### WRITTEN REQUEST
Copy every one of the entries below word for word, leaving out the pictures.

### MATERIAL TO PROCESS
— START —
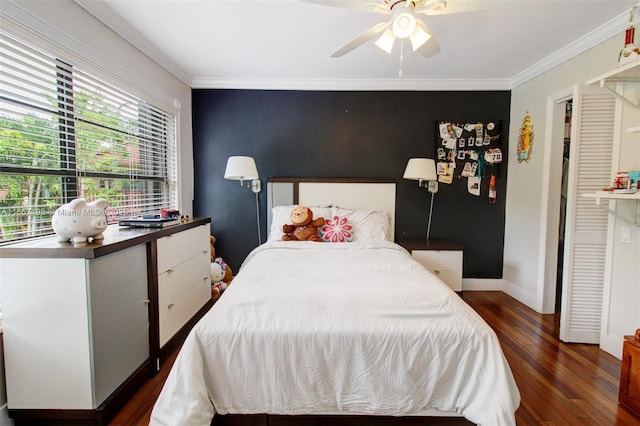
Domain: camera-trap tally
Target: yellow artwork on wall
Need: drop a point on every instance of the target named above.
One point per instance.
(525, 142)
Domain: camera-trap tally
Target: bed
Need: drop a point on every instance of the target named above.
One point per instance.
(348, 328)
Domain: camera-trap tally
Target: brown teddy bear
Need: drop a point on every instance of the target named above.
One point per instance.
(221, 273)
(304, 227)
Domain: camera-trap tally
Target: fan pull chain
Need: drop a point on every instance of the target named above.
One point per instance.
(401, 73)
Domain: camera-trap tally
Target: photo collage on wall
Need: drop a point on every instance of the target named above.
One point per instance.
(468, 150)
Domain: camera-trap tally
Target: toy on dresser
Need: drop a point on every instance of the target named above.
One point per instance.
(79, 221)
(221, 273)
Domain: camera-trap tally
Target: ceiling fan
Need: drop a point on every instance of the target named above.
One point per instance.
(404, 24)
— END —
### CORRECT RESULT
Domain: camera-trap tally
Target: yellow artwork on wall
Need: drop a point on every instance of the target named above.
One point per instance.
(525, 142)
Domain: camera-trap tally
Target: bed
Need: drop a point on every instance of the target named above.
One point per instance.
(348, 328)
Domain: camera-trap tally
Target: brown teddy bear
Need: drop a point on every instance of the target named above.
One point per instance.
(221, 273)
(304, 227)
Domain: camera-trap tally
Target: fan pull chain
Need: drop a point on every instance of the target named above.
One point per instance.
(401, 73)
Domain: camera-trap tally
Target: photo collage on wall
Need: drop a point on every instance of the target named above.
One point per instance.
(468, 150)
Domain: camera-trap tally
Target: toy on dresser
Need: drop a point on every instance of the target named above.
One point per instance.
(79, 221)
(221, 273)
Domain: camera-trap tally
Target: ceiling fan
Need: drop a point on every instance of the target named above.
One point per instance.
(404, 24)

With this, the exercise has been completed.